→ Given request:
Reproduce verbatim the lines of the listing below, starting with the line that contains "Locate the person" and continuing up to and including the final line of the listing. Output those lines alone.

## start

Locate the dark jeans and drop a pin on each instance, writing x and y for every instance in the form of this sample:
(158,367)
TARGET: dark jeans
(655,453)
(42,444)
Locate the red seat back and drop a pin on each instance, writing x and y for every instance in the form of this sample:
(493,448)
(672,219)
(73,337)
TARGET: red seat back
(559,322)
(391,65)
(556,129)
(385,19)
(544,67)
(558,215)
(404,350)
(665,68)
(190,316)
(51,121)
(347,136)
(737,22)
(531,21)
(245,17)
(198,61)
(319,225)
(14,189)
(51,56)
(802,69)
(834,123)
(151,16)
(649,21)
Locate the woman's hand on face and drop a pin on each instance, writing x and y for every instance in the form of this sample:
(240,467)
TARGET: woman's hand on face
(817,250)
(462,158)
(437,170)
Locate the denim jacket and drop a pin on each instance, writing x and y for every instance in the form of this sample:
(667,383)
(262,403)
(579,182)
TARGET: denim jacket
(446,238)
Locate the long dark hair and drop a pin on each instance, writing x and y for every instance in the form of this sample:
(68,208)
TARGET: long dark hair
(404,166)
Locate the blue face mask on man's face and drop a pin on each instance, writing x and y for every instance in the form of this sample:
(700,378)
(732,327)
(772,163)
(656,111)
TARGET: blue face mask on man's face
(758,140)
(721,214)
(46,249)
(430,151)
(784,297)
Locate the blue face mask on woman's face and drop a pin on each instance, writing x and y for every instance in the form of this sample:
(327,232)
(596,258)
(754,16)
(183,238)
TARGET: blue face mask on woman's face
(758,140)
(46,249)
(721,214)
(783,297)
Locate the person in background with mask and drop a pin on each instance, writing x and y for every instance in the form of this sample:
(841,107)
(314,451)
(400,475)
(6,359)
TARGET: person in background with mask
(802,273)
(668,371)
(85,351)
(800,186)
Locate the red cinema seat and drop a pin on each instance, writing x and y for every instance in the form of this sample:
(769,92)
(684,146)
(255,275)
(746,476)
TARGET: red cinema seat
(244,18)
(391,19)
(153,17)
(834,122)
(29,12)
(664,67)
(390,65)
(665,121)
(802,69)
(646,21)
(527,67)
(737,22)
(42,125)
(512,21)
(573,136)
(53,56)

## end

→ Task response:
Locate the person in background with mask and drop a pin on each instance, writing x and y for every instance in the form of this sample:
(841,107)
(314,451)
(400,475)
(6,359)
TARGET: person in background with mask
(802,273)
(668,371)
(85,351)
(800,186)
Locate the red cinema seat and drop a pin on each instance, writing x and y for every instance in the form of this sample:
(769,92)
(684,146)
(255,275)
(746,476)
TARGET: red cinema seat
(244,18)
(391,19)
(153,17)
(834,122)
(29,12)
(664,67)
(390,65)
(665,121)
(802,69)
(646,21)
(527,67)
(737,22)
(42,125)
(512,21)
(573,136)
(53,56)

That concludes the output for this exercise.